■ REQUIRED ACTIONS
1. In the passage on the American Academy of Neurology 2021 meeting, which receptor does efgartigimod block?
2. Summarize the passage on the American Academy of Neurology 2021 meeting in two sentences.
3. Write a continuation of the passage on the American Academy of Neurology 2021 meeting, starting after its final sentence.

■ PROVIDED PASSAGE
The American Academy of Neurology 2021 virtual annual meeting took place on 17-22 April 2021, showcasing the latest scientific developments and clinical research.
Discover updates from major clinical trials in myasthenia gravis, Parkinson’s disease & ALS presented at this year’s meeting!
ADAPT analysis: efgartigimod for generalized myasthenia gravis
Myasthenia gravis (MG) is a chronic and debilitating autoimmune disease mediated by pathogenic IgG autoantibodies directed against the neuromuscular junction. The resulting muscle weakness and fatiguability are highly burdensome for patients. Decreasing autoantibody levels is an effective therapeutic strategy via plasma exchange, intravenous immunoglobulin, or immunoadsorption.1 However, the high costs and adverse events associated with these treatments have necessitated investigations into safer and more convenient alternatives.
Efgartigimod is a human IgG1 antibody Fc-fragment that blocks the neonatal Fc receptor (FcRn). FcRn is involved in IgG recycling.1 IgG pinocytosed into FcRn-expressing cells binds to FcRn in early acidified endosomes, causing IgG to be recycled or transcytosed to the cell surface and released. Efgartigimod, engineered an with increased affinity to FcRn, can outcompete endogenous IgG to block recycling and subsequently reduce IgG autoantibody levels. Such capacity has been demonstrated in murine models of autoimmunity.

■ LISTED RECORDS
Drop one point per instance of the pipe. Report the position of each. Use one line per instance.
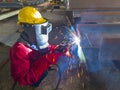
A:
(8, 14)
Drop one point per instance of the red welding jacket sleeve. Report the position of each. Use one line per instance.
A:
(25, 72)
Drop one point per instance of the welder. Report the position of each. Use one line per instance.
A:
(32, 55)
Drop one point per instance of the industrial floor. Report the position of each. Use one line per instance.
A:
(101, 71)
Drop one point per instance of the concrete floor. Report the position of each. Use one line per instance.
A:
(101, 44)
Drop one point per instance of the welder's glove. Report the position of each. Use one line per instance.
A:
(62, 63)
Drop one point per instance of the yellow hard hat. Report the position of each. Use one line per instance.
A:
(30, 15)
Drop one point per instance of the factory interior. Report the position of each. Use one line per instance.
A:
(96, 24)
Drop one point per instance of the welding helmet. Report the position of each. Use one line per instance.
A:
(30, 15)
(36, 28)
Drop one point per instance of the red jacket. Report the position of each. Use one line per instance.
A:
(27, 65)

==

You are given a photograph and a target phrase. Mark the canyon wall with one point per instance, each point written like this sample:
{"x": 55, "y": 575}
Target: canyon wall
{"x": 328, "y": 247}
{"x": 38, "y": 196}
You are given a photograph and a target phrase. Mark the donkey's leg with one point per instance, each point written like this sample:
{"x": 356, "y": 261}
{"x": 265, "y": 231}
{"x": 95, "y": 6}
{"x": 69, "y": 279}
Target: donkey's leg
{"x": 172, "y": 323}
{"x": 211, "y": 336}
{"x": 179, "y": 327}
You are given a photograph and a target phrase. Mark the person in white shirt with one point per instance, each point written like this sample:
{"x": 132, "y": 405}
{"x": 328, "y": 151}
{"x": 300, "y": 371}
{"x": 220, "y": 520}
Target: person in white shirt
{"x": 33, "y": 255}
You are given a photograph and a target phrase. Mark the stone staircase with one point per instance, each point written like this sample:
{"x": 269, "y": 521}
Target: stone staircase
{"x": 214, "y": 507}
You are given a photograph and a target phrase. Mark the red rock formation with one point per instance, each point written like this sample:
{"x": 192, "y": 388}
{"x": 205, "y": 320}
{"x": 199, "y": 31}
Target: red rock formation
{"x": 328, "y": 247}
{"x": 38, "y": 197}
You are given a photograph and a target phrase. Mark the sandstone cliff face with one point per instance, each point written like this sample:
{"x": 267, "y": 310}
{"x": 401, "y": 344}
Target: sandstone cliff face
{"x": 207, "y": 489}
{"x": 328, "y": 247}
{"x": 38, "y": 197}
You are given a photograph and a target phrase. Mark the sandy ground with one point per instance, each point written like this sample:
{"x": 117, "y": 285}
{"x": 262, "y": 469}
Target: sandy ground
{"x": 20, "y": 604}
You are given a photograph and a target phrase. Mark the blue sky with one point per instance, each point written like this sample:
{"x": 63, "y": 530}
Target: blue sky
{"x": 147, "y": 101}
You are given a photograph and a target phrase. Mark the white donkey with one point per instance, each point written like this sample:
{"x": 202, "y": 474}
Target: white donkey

...

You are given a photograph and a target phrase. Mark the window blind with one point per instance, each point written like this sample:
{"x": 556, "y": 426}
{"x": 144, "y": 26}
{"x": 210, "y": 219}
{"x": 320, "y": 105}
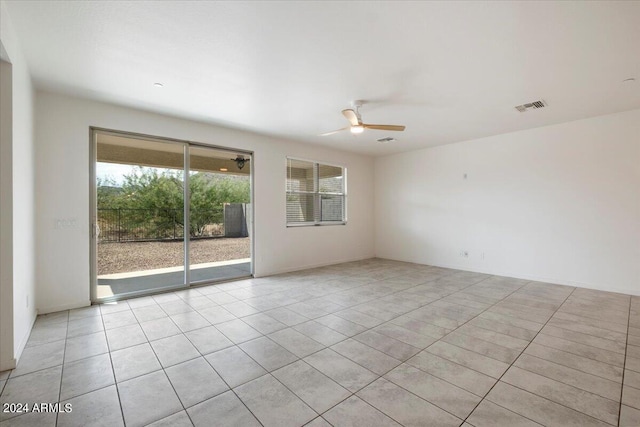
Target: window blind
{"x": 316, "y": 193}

■ ANSWERS GIVEN
1. The neonatal Fc receptor (FcRn).

2. The American Academy of Neurology held its 2021 virtual annual meeting on 17-22 April 2021, where updates from major clinical trials in myasthenia gravis, Parkinson's disease and ALS were presented, including the ADAPT analysis of efgartigimod for generalized myasthenia gravis. Myasthenia gravis is a chronic autoimmune disease mediated by pathogenic IgG autoantibodies, and efgartigimod, a human IgG1 antibody Fc-fragment that blocks FcRn, can outcompete endogenous IgG to block its recycling and reduce IgG autoantibody levels.

3.
James F. Howard, Jr., MD, FAAN, University of North Carolina School of Medicine, Chapel Hill, NC, discusses the findings of the Phase III ADAPT trial (NCT03669588) evaluating the efficacy, safety, and tolerability of efgartigimod in patients with generalized MG.2 ADAPT was a double-blind, placebo-controlled trial that randomized 167 patients 1:1 to receive four weekly efgartigimod infusions or placebo. Subsequent treatment cycles were determined based on clinical responses. The trial assessed participant responses using the Myasthenia Gravis Activities of Daily Living (MG-ADL) profile, defining responders as those who improved by ≥2 points sustained for ≥4 weeks.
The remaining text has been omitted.